→ **SOURCE DATA**
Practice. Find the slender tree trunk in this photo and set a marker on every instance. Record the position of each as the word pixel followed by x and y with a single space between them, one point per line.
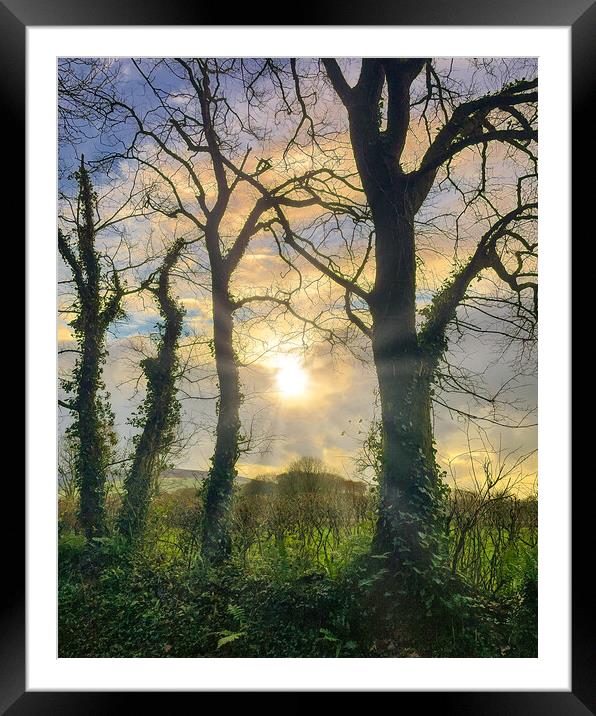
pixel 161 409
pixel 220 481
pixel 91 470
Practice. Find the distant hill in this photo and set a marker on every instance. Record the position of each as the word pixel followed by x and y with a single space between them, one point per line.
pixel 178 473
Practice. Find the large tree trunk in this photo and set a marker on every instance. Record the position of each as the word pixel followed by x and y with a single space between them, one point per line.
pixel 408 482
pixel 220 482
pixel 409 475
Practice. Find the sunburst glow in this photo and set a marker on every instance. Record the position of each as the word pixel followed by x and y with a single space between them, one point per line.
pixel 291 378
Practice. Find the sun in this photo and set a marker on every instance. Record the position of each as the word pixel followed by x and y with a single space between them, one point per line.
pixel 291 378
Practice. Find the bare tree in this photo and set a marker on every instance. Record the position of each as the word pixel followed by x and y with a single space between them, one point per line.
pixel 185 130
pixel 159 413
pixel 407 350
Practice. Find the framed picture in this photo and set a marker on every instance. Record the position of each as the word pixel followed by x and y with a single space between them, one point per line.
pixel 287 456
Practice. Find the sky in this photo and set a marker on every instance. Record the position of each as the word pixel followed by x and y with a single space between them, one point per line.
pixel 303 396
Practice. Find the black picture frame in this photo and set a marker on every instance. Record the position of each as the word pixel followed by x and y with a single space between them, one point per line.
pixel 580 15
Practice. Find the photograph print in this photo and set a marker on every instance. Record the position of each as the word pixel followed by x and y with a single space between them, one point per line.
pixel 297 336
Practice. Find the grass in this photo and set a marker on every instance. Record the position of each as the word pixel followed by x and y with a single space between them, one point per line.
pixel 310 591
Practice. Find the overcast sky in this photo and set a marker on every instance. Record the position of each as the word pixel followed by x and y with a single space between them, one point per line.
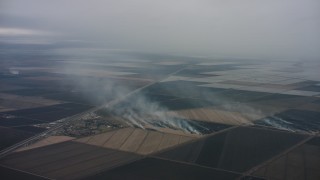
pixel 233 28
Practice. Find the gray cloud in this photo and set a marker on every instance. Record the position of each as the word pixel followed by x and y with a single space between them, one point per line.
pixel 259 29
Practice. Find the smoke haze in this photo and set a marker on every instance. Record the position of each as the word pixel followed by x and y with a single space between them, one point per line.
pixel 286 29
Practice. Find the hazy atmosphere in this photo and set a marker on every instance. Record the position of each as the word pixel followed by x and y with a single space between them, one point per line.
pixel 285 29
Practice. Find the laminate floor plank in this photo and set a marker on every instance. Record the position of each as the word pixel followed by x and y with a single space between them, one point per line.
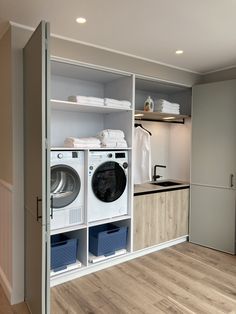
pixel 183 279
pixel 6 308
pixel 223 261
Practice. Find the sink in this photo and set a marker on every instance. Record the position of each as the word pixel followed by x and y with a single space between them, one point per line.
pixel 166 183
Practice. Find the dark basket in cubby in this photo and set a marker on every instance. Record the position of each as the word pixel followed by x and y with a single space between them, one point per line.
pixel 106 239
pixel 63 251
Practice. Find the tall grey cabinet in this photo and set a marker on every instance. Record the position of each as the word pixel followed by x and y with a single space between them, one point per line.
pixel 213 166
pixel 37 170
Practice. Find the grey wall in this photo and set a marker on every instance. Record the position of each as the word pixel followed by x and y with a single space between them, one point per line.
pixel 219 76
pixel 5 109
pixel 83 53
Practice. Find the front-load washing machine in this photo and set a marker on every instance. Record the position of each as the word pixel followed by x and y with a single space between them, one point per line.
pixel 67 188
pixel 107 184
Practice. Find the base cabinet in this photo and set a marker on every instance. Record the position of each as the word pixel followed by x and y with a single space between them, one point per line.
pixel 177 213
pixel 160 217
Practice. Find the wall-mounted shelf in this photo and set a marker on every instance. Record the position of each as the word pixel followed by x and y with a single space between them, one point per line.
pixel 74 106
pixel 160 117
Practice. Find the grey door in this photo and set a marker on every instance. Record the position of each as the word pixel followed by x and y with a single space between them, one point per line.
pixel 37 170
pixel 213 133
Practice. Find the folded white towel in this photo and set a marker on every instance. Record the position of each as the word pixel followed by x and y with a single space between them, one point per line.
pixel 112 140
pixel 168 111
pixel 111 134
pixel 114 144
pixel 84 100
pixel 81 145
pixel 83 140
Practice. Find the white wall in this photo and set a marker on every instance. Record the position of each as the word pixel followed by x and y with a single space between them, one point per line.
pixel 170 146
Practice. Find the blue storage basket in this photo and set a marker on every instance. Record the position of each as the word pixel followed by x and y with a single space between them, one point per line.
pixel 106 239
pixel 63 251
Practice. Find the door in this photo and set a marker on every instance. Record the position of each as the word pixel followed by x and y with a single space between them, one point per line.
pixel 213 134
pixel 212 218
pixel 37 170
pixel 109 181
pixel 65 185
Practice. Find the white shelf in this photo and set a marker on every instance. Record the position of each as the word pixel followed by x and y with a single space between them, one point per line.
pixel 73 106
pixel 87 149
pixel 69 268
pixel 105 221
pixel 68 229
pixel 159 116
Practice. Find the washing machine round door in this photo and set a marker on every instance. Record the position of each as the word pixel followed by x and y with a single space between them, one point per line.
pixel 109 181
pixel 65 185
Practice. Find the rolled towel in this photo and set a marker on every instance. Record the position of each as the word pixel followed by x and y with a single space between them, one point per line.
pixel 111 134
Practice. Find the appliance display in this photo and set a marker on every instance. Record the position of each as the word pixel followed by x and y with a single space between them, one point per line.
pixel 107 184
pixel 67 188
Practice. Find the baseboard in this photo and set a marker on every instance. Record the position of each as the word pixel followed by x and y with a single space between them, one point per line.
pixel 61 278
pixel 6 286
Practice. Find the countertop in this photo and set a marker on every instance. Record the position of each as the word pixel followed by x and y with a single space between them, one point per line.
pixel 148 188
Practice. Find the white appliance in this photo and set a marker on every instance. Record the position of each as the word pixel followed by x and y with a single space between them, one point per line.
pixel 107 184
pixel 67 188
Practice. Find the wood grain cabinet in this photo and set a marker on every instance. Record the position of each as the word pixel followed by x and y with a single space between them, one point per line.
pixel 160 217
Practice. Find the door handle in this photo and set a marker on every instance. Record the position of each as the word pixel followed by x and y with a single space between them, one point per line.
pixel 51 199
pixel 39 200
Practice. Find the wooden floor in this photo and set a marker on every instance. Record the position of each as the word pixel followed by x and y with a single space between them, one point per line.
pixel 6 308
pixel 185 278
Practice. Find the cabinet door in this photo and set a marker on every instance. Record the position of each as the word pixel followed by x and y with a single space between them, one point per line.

→ **YOUR INSTRUCTIONS**
Write out the stretch of the data from its start through the line containing "pixel 91 470", with both ends included, and omit the pictures.

→ **SOLUTION BELOW**
Practice. Find the slender tree trunk in this photo and set a marker on every instance. Record the position of each as the word pixel followed by x and y with a single space between them, one point per line.
pixel 161 409
pixel 220 481
pixel 91 470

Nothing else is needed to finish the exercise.